• **Provided text**:
Due to various difficulties of technical and personal nature in the beginning the work of all the Institute’s branches could not be realised. Right until the beginning of 1950 the Institute had in fact only one Department: for musical folklore. It also had only one expert-musicologist (the author of this article), [i.e. Zganec, note J. B.] so it was necessary to turn to various auxiliary means in order to enable as successful a work as possible, even with fewer capabilities. First, external associates of the Institute started to be gathered, which mainly voluntarily, out of a special idealism, began collecting folk songs. The list of collections of folk songs that can be found at the Institute today shows which external associates worked at the Institute and with what results. Without their abundant collaboration the Institute would in fact be an institution without sufficient vitality as only one permanent expert--musicologist is working at the Institute while, considering the volume of the Institute's tasks there should be at least five people.

In the first trimester of 1950 there was a reorganisation at the Institute, a plan of regulations was made for the internal organisation and work. According to this plan the following specialising departments exist at the Institute: a) Department for musical folklore, b) Department for dance folklore, c) Department for literary folklore, d) Department for traditional fine art and e) Department for traditional games and customs.

The Ministry of Education has approved the dynamic plan of increasing the staff from which it can be seen that by the end of 1950 the Institute will have twelve to fourteen employees. [This did not happen, note J. B.]. For the time being three departments are active: for musical folklore, for literary folklore and for traditional fine art. There is a chance that during 1950 the other departments will start to operate.

The work of these departments is performed according to the following general tasks:

a) Gathering all sorts of folklore material on site by collecting, melographing, mechanically recording and choreographing;
b) Organising fieldwork in which external associates are included;
c) Filing the collected material;
d) Keeping a record of all existing folklore material owned by other institutions, private persons and on site;
e) Researching and scholarly determining the particularities of our entire folklore expression;
f) Editing various collections of gathered folklore material;
g) Collaboration with other related state, semi-state and private institutions on collecting folklore material;
h) The Department for literary folklore is also researching our artistic linguistic expression, it is studying traditional metrics and is preparing a general bibliography of written traditional literature and papers on it.

• **Exercise task 1**:
Count the lines in the rows that contain the string "metal", treating uppercase and lowercase as different. Give only the number.

• **Given information**:
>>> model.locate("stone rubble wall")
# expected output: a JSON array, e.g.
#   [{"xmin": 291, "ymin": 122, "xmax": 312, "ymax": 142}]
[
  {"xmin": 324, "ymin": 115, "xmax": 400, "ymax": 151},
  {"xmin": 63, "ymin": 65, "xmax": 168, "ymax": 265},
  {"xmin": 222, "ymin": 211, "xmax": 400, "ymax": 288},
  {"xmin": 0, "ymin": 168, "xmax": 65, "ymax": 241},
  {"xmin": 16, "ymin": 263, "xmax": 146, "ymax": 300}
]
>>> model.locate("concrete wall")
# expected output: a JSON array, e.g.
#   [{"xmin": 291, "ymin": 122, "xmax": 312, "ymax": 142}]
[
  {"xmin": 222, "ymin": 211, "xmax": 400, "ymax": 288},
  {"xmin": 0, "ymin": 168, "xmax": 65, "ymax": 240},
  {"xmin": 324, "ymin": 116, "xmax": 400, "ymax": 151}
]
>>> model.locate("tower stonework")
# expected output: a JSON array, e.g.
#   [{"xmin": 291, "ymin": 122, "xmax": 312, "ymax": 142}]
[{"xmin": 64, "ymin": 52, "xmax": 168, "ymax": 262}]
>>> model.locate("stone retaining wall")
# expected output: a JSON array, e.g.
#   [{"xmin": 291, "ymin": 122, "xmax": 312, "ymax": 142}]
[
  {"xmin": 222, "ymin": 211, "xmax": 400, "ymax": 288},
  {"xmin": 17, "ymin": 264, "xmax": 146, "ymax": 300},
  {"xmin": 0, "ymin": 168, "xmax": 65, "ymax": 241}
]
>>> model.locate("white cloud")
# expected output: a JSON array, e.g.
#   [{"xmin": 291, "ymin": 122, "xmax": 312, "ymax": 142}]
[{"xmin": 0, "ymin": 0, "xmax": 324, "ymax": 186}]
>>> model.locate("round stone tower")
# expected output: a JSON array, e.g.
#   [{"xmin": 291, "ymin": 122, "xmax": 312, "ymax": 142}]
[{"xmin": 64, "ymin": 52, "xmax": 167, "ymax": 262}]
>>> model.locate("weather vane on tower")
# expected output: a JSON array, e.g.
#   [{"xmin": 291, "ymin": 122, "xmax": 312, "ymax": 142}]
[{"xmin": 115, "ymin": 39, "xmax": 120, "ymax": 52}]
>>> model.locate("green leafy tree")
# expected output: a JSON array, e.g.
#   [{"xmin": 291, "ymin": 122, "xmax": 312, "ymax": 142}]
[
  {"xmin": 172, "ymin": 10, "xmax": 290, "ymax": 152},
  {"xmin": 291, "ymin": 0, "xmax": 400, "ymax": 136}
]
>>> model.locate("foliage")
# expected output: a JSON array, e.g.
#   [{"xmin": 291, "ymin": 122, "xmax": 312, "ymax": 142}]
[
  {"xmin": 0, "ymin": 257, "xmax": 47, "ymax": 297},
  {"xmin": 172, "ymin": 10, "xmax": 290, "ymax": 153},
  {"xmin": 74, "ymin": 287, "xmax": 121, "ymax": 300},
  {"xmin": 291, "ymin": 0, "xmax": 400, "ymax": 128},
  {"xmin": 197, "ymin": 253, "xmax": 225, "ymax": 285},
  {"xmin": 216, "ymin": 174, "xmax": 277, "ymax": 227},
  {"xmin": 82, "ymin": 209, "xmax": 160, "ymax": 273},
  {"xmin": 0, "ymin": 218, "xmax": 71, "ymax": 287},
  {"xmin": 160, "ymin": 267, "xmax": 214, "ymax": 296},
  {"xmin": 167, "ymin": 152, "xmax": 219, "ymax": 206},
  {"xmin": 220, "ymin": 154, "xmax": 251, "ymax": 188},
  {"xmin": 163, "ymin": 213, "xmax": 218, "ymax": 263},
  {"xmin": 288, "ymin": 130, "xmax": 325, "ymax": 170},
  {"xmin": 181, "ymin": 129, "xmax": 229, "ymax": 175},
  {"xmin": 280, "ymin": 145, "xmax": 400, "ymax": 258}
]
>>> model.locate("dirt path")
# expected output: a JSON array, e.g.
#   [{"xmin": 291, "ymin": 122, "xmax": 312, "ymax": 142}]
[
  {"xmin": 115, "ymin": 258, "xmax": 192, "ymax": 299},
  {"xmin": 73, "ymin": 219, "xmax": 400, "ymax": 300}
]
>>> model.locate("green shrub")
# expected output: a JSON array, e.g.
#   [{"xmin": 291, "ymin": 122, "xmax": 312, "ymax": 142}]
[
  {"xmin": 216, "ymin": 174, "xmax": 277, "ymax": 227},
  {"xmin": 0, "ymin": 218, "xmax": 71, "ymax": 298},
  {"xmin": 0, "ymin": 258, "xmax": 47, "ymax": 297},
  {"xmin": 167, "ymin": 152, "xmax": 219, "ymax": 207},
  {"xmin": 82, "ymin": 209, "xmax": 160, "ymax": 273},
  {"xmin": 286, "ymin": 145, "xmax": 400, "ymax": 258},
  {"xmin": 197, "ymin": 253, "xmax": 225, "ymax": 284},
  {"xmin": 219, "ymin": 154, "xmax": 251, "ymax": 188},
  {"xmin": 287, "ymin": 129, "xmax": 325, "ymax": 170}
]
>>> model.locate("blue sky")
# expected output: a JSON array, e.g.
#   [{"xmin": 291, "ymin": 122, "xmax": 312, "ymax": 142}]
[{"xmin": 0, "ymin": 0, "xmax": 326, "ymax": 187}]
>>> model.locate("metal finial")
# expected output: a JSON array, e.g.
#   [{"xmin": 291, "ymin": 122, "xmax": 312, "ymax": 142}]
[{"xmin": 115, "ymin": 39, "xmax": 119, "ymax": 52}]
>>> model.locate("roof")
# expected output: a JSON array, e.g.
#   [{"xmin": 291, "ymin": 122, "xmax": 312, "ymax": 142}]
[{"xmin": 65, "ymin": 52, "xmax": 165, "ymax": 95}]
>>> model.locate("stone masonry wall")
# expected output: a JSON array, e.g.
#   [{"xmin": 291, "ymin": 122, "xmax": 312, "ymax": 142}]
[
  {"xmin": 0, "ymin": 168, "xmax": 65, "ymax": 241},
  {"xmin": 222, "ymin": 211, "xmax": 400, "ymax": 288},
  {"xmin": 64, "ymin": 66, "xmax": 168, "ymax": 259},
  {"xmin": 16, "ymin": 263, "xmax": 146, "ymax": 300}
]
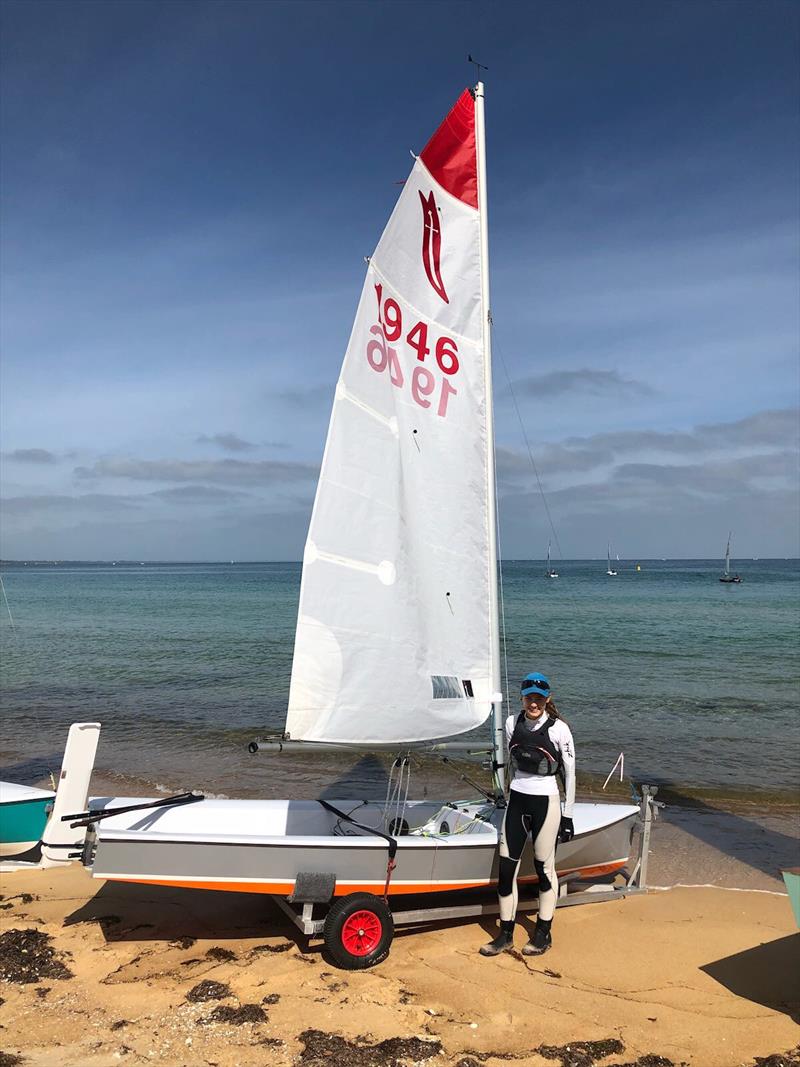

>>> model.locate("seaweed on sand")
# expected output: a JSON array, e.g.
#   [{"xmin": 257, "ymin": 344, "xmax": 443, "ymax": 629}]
[
  {"xmin": 201, "ymin": 1004, "xmax": 267, "ymax": 1026},
  {"xmin": 186, "ymin": 978, "xmax": 231, "ymax": 1004},
  {"xmin": 0, "ymin": 929, "xmax": 74, "ymax": 985},
  {"xmin": 754, "ymin": 1045, "xmax": 800, "ymax": 1067},
  {"xmin": 206, "ymin": 944, "xmax": 236, "ymax": 964},
  {"xmin": 534, "ymin": 1037, "xmax": 625, "ymax": 1067},
  {"xmin": 298, "ymin": 1030, "xmax": 442, "ymax": 1067}
]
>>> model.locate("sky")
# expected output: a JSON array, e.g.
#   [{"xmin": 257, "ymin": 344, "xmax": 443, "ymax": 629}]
[{"xmin": 0, "ymin": 0, "xmax": 800, "ymax": 561}]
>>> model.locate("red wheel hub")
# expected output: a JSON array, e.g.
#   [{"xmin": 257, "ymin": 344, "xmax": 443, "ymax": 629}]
[{"xmin": 341, "ymin": 911, "xmax": 383, "ymax": 956}]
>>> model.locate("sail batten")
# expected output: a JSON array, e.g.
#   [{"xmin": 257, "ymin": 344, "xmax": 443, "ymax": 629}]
[{"xmin": 286, "ymin": 92, "xmax": 497, "ymax": 744}]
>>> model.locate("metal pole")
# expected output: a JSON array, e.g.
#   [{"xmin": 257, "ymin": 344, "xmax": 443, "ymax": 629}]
[
  {"xmin": 639, "ymin": 785, "xmax": 658, "ymax": 889},
  {"xmin": 475, "ymin": 81, "xmax": 506, "ymax": 792}
]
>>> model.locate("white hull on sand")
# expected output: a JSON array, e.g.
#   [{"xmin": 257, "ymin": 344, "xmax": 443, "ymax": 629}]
[{"xmin": 90, "ymin": 797, "xmax": 640, "ymax": 899}]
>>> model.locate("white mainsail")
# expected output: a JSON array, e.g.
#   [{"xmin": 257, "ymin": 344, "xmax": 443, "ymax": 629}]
[{"xmin": 286, "ymin": 91, "xmax": 498, "ymax": 744}]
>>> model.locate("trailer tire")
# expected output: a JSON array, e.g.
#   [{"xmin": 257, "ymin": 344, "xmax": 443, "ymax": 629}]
[{"xmin": 323, "ymin": 893, "xmax": 395, "ymax": 971}]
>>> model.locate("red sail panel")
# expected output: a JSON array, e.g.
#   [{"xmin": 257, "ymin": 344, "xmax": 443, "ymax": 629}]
[{"xmin": 419, "ymin": 89, "xmax": 478, "ymax": 208}]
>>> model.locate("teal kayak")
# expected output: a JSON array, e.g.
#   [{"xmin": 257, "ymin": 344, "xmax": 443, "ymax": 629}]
[
  {"xmin": 0, "ymin": 782, "xmax": 55, "ymax": 858},
  {"xmin": 781, "ymin": 867, "xmax": 800, "ymax": 926}
]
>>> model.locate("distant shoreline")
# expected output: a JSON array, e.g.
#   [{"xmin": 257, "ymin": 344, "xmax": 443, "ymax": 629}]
[{"xmin": 0, "ymin": 556, "xmax": 800, "ymax": 569}]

• **Exercise task 2**:
In the passage on the Institute's early years, which single department did the Institute have until the beginning of 1950?

• **Expected output 1**:
2

• **Expected output 2**:
The Department for musical folklore.